Task material:
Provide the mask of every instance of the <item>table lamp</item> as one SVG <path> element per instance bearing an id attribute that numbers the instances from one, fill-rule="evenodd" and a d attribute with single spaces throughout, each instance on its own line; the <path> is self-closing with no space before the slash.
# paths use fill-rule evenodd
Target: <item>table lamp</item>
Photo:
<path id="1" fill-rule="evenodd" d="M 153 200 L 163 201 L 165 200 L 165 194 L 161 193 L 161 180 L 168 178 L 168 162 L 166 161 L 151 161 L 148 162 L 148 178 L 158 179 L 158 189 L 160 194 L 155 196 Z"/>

Work request:
Whenever the word "table" occurs in a line of the records, that line counts once; state the total alone.

Solution for this problem:
2